Take the data below. Output it exactly from its first line through the line containing "Query: field of grass".

Natural language region descriptions:
------------------------------------------------------------

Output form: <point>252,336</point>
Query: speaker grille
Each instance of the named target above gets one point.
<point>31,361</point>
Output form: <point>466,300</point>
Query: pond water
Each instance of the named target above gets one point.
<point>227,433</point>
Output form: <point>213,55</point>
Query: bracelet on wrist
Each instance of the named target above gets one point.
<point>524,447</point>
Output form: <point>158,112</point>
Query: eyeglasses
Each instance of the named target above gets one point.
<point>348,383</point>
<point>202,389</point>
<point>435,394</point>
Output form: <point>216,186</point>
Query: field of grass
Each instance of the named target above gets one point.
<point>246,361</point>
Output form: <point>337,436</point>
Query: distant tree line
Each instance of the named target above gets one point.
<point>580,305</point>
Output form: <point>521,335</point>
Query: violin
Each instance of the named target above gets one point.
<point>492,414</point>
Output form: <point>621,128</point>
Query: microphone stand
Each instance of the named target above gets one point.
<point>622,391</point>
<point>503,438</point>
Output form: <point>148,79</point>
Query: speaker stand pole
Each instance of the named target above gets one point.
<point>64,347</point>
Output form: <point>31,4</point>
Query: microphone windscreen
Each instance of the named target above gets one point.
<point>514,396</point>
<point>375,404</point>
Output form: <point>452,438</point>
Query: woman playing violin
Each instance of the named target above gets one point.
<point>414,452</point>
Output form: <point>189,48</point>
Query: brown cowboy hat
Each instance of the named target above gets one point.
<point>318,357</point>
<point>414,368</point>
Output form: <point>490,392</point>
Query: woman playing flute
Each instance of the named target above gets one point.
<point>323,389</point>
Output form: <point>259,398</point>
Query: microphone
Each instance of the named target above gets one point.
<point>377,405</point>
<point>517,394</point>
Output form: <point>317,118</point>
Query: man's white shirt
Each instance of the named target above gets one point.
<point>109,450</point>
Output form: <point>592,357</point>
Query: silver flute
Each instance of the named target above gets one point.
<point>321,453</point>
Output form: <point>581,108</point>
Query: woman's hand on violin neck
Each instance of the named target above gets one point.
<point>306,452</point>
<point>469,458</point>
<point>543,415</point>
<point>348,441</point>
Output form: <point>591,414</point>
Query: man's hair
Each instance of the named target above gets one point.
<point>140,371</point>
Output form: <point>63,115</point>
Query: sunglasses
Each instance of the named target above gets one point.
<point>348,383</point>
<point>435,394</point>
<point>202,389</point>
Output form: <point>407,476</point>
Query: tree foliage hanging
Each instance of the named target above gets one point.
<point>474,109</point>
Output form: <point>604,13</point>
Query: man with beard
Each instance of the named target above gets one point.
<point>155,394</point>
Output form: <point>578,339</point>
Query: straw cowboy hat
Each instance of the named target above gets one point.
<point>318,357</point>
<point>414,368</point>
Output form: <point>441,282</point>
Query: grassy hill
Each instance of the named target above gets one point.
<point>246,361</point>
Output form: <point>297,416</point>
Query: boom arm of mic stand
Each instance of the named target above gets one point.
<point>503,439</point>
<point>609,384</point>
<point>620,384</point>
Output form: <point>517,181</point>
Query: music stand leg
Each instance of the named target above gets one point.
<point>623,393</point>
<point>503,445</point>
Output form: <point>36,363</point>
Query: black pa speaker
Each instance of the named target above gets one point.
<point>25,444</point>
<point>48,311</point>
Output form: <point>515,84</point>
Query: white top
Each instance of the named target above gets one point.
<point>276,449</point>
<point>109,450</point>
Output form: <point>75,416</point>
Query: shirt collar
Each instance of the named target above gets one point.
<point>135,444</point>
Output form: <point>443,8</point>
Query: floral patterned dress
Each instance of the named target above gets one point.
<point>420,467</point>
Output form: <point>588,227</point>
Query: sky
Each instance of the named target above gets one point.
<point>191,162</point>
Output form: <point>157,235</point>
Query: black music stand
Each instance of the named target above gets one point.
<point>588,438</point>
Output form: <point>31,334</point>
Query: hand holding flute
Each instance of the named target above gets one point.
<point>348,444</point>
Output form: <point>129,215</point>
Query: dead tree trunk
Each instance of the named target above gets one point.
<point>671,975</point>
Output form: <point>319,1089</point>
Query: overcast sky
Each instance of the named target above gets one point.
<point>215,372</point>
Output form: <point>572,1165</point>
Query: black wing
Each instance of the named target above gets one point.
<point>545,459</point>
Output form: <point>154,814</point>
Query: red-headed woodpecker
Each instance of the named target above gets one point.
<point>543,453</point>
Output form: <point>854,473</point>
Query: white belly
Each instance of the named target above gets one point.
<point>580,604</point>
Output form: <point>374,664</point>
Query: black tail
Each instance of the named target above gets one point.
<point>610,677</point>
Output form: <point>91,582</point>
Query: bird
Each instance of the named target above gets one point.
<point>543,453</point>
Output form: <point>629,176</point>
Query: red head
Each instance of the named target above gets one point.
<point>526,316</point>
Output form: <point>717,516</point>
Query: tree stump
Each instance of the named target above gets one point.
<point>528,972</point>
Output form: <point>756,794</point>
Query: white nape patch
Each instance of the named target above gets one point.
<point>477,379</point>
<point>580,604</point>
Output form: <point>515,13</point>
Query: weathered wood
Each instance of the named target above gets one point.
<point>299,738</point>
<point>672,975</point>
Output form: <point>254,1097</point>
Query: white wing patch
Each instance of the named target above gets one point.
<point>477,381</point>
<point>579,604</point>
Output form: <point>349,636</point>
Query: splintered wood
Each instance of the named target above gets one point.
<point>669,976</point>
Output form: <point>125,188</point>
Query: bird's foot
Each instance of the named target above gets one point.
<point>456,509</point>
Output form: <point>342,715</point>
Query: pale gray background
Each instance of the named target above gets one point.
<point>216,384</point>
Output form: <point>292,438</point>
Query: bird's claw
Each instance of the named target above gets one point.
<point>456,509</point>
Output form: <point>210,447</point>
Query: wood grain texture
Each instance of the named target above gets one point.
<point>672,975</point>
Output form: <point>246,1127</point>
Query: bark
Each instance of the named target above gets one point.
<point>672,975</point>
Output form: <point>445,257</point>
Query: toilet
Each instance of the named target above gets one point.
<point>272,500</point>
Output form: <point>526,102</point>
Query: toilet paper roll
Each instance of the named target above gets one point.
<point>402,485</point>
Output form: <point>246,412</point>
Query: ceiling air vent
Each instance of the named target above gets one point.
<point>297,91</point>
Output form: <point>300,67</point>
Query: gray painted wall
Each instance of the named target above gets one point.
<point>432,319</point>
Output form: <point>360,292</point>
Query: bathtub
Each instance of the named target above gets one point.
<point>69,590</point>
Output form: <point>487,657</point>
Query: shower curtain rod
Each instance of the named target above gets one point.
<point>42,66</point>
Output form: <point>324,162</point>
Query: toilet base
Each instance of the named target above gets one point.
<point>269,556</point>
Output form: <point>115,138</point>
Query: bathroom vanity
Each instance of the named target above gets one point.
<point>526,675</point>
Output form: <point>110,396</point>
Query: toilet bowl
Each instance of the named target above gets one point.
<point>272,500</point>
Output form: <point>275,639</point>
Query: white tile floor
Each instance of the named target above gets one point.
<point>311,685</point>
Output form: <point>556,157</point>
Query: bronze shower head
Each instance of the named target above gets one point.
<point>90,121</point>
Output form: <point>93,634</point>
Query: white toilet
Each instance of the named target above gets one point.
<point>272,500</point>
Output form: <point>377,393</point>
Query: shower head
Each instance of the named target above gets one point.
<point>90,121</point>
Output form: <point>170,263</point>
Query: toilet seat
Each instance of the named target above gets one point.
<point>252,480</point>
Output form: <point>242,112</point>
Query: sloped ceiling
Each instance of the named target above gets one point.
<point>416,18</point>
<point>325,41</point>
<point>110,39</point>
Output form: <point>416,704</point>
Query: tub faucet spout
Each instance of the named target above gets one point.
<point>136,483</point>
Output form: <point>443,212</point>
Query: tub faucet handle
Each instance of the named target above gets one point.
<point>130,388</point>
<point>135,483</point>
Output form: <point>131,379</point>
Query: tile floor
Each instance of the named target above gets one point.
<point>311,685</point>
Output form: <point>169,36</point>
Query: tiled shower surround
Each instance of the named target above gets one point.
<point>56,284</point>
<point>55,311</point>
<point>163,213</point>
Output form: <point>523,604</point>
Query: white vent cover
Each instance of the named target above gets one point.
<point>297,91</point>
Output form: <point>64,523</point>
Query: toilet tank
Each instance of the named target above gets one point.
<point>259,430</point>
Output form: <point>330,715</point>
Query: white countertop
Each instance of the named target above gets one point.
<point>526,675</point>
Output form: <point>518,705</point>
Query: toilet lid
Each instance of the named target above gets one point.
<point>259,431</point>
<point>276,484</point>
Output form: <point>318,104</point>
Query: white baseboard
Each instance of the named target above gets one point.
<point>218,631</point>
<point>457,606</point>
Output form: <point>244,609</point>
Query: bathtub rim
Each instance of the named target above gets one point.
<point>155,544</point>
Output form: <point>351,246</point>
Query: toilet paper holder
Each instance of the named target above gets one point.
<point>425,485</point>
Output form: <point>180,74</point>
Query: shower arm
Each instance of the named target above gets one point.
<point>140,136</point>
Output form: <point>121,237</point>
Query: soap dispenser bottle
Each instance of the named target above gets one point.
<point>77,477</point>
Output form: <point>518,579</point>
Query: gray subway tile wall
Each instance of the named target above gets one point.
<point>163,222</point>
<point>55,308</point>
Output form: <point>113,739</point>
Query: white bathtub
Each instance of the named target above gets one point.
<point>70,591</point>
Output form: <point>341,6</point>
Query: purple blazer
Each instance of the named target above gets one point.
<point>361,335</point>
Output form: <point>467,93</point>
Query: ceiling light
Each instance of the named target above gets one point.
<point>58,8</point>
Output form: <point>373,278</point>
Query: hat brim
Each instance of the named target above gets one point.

------------------------------------------------------------

Exercise solution:
Output form: <point>252,336</point>
Query: speaker grille
Each instance of the named target above gets one point.
<point>31,361</point>
Output form: <point>466,300</point>
Query: pond water
Each instance of the named target above gets one point.
<point>227,433</point>
Output form: <point>213,55</point>
Query: bracelet on wrist
Each instance of the named target above gets one point.
<point>524,447</point>
Output form: <point>158,112</point>
Query: eyeglasses
Each instance of the named target above gets one point.
<point>348,383</point>
<point>202,389</point>
<point>435,394</point>
Output form: <point>216,186</point>
Query: field of grass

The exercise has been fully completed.